* **Given text**
>>

To substitute the dash in #4 above, the thought and the sentence – wouldn’t make sense. Or you could do it with the sentence preceding this one! Substitute the word “and” for the “dash” and it makes no sense.

Take a look at Step One. Do you see the word “and”? It isn’t there.

What we have is a “hyphen” -- a “dash”.

In our English language, when a hyphen is not used to break up a word, it is used to connect a thought or phrase.

Often, we refer to it as a “dash”.

A dash is the mark or sign (—) used to note an abrupt break or pause in a sentence or hesitation in an utterance, to begin and end a parenthetic word, phrase, or clause, to indicate the omission of letters or words, to divide a line, to substitute for certain uses of the colon, and to separate any of various elements of a sentence or series of sentences, as a question from its answer.


From American Heritage New Dictionary of Cultural Literacy, Third Edition - dash

A punctuation mark (—) used to indicate a sudden break in thought, to set off parenthetical material, or to take the place of such expressions as that is and namely: “He's running for reelection — if he lives until then”; “Very few people in this class — three, to be exact — have completed their projects”; “She joined the chorus for only one reason — she loves to sing.” In the last example, where the parenthetical material comes at the end of the sentence rather than in the middle, a colon could be used instead of the dash.

<<

* **Data to use**
>>

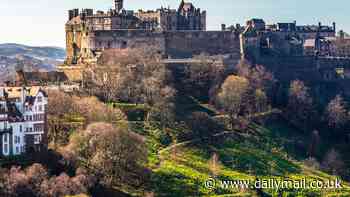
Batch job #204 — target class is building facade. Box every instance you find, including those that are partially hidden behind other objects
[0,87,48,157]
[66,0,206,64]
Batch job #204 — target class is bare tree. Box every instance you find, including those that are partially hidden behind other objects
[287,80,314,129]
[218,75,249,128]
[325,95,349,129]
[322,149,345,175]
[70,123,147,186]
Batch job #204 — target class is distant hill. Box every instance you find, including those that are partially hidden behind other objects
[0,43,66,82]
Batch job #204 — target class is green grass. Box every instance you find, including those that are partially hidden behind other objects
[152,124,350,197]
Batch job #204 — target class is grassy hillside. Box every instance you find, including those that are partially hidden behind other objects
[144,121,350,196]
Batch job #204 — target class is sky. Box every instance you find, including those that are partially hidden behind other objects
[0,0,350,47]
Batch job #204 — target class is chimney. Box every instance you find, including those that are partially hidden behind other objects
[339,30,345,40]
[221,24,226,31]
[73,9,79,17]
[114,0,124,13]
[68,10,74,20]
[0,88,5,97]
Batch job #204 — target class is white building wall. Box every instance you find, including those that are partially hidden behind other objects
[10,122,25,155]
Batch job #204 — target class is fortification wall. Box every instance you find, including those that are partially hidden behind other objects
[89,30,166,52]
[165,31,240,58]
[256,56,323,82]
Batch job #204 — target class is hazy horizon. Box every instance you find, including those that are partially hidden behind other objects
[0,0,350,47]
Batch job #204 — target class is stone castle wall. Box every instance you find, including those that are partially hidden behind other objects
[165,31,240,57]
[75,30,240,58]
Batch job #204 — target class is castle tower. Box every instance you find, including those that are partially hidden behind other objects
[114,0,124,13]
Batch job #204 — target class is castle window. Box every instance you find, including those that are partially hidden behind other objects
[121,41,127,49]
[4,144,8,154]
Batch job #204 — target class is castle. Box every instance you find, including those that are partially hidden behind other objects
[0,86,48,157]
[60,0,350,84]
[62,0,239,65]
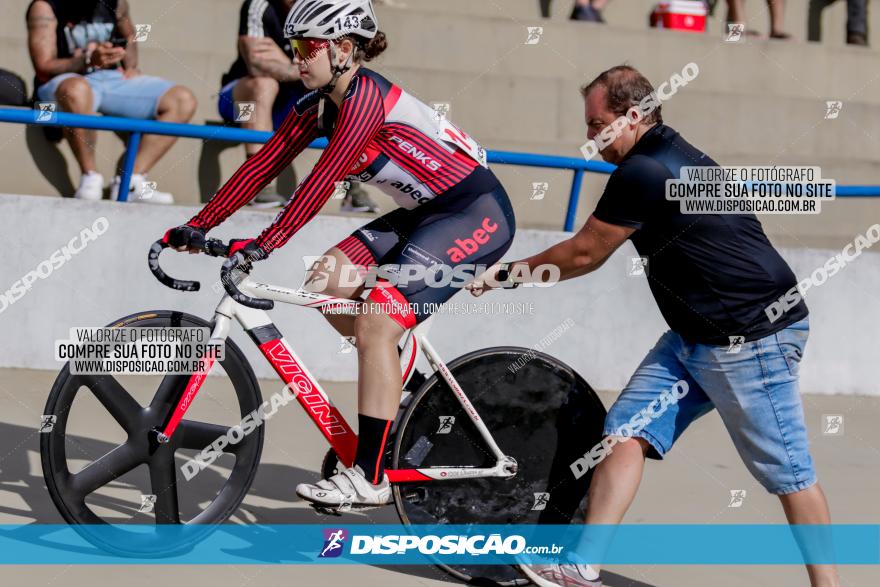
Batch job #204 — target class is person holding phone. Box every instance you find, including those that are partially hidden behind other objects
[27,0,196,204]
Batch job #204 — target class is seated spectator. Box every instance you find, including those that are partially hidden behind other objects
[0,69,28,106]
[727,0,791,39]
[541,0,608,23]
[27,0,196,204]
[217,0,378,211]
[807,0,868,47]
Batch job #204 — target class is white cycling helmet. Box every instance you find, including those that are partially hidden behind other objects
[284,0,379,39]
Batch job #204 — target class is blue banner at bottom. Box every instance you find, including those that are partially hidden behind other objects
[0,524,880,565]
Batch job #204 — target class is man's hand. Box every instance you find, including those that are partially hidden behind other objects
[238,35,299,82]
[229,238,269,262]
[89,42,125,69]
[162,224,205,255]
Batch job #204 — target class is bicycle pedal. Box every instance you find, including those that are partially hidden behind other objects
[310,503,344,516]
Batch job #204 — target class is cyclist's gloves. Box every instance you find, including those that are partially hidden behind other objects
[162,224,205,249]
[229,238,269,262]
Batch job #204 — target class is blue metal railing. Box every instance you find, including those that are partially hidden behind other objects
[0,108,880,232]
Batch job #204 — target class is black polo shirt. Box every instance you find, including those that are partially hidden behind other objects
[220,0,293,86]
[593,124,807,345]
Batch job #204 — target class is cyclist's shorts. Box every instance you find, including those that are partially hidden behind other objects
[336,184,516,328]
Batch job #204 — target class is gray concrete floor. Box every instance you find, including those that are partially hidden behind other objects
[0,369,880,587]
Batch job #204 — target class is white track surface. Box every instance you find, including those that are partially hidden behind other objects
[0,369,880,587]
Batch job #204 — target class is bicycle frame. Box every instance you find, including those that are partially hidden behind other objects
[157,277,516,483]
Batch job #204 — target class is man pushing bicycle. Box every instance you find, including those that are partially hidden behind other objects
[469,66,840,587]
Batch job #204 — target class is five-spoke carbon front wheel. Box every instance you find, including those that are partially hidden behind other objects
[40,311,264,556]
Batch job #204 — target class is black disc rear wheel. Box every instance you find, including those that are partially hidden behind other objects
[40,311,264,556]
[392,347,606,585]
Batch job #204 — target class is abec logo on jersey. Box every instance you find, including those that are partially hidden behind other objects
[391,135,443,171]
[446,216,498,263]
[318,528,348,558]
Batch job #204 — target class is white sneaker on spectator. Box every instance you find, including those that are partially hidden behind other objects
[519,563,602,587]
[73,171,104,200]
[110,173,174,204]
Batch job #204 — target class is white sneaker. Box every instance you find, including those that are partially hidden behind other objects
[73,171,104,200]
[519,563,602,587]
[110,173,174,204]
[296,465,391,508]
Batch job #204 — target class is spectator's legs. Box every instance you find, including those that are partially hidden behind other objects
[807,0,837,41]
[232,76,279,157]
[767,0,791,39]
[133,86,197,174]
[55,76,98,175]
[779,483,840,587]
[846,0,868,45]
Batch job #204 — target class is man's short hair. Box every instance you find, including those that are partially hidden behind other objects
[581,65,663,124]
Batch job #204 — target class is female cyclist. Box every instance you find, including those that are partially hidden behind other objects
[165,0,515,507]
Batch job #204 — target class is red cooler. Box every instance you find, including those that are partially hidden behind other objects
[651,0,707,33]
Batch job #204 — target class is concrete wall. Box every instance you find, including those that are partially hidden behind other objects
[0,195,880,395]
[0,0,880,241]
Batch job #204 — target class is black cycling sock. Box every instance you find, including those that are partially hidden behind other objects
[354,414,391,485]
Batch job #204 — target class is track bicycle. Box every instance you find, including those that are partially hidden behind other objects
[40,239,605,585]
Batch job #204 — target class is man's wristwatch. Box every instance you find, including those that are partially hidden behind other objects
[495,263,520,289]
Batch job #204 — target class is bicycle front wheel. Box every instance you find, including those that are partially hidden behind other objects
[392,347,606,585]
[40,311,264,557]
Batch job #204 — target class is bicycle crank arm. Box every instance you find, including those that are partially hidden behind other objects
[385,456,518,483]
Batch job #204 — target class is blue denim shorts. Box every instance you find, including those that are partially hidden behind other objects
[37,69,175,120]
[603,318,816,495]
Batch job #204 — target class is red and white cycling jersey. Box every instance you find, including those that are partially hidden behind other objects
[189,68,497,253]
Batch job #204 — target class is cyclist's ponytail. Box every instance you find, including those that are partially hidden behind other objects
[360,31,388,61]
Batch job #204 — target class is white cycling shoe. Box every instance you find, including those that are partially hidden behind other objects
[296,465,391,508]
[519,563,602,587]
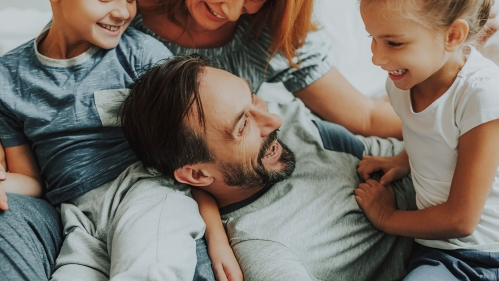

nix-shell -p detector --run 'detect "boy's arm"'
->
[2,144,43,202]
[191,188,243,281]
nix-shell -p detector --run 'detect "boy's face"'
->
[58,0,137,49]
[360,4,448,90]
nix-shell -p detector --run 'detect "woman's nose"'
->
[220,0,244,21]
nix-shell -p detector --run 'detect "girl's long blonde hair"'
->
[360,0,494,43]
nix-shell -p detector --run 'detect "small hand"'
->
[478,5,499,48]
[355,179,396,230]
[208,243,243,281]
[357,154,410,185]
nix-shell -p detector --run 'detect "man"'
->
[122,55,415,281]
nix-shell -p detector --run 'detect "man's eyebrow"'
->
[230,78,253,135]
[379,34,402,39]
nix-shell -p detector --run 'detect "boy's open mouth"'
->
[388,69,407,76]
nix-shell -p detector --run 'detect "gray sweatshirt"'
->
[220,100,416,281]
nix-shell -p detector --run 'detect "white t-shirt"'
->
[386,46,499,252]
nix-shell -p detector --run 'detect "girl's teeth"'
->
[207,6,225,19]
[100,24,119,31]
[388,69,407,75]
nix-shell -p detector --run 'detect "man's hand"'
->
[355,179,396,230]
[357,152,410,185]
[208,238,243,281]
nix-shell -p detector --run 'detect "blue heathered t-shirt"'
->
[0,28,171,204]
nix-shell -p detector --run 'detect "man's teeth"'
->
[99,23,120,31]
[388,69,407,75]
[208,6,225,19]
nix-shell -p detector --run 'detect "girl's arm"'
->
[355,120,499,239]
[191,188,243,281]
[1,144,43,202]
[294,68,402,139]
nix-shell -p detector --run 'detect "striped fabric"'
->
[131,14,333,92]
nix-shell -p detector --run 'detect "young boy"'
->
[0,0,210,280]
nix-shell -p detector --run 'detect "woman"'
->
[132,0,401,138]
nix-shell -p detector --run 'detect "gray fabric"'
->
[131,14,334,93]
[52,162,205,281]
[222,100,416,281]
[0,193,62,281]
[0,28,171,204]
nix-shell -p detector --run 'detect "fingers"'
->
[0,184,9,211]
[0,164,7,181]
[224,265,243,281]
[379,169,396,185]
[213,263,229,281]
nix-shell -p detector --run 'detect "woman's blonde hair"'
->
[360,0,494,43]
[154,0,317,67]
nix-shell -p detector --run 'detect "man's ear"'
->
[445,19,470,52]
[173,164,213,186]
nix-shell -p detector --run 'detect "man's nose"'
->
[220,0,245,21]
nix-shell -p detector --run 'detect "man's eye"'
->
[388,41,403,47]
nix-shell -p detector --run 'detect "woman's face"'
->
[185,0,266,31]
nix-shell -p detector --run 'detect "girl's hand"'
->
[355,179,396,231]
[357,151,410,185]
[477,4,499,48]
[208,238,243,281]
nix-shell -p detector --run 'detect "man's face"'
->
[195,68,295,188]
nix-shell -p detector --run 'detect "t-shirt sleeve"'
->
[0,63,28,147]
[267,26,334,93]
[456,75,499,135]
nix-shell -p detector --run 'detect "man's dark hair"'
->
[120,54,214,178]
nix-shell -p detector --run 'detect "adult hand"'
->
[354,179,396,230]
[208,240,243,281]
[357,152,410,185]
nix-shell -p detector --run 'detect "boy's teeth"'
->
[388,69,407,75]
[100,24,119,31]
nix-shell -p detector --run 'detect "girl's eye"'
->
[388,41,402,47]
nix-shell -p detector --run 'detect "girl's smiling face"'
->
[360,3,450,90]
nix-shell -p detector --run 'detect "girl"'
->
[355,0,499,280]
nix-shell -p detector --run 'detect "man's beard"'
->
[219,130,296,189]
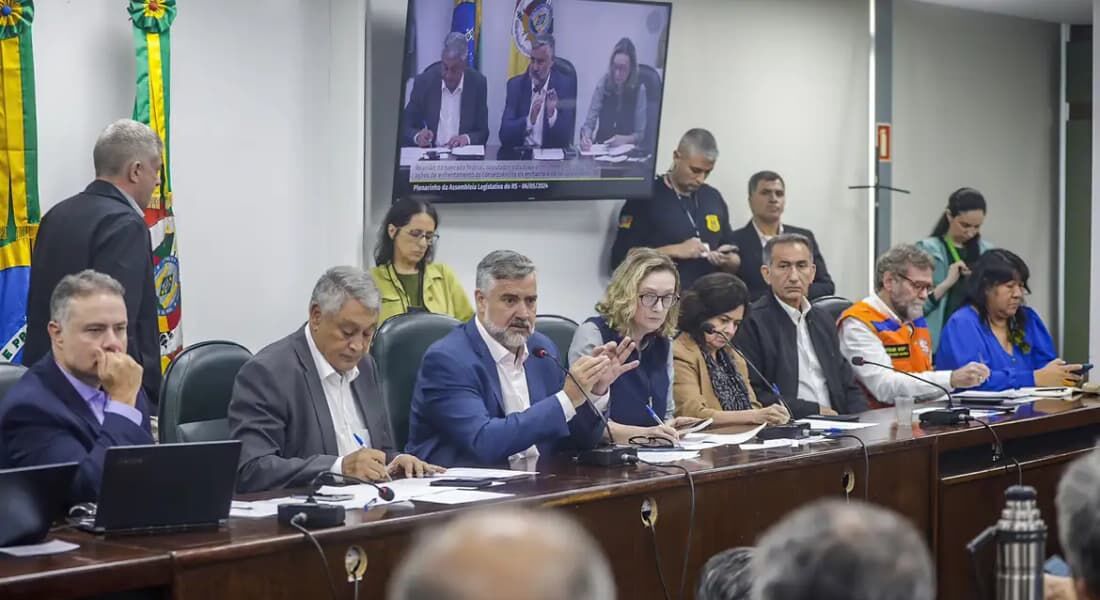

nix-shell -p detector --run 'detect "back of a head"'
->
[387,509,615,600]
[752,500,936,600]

<<

* **Task instructions**
A – Scale the records starting at the beginning of the records and ending at the line containing "[144,121,350,196]", reproducing those lines with their requests, with every box coordinate in the answers multiplied by 1.5 and rounded to a whole number, halves rounded up. Give only those lines and leave out the pictures.
B – Extend the text on the dash by continuing it from its final sentence.
The records have nothing to do with the text on dashes and hyphens.

* **Responses for each task**
A –
Batch job #204 — target class is building facade. Box every instance you find, including those that are partially hidden behind other objects
[0,131,72,236]
[99,0,309,96]
Batch job #204 — target class is bare tree. Box every instance you find, including those that are partially hidden behind other objects
[431,120,471,194]
[327,113,374,192]
[488,143,524,194]
[483,224,518,263]
[105,185,221,279]
Batch job #204 — target class is distant hill. Box every instance you find, including those that are partially hidden behind other objects
[0,65,99,123]
Batch job #204 — target class is green grass. Box every instance you find, including those that are partially hidden behind other objects
[228,186,525,296]
Batch job #204 — target class is grassy hillside. Box every instance you find, including those that are partially hidden behind other objects
[216,182,525,294]

B –
Step One: “We admitted we were powerless over alcohol – that our lives had become unmanageable.”

If I were to paraphrase Step One, as it is written, using the dash as a concluding thought, rather than an “and” -- I could say “I admitted that I am powerless over staying sober -- because I can not manage to leave alcohol entirely alone.” Or – “We admitted that we were powerless over alcohol – we could not manage to leave alcohol entirely alone.” The insanity of the first drink. The obsession that prevents us from leaving alcohol alone – while we are entirely sober!

This, then means – that “my life had become unmanageable” – regardless if I was drinking or sober – because I cannot manage to leave alcohol entirely alone. We know from the Doctor’s Opinion, and from our own experience – that it is not safe for us alcoholics to use alcohol in any form at all.

If it is unsafe for us to use alcohol in any form at all, and we cannot manage to leave alcohol entirely alone – we are powerless over drinking alcohol. Simple. Complete. No argument.

Those thoughts are more in line with our Big Book’s description of the alcoholic in Chapter Three More about alcoholism and in Chapter Four, We Agnostics.

For references see pages 30, 24, and 44 of the Big Book.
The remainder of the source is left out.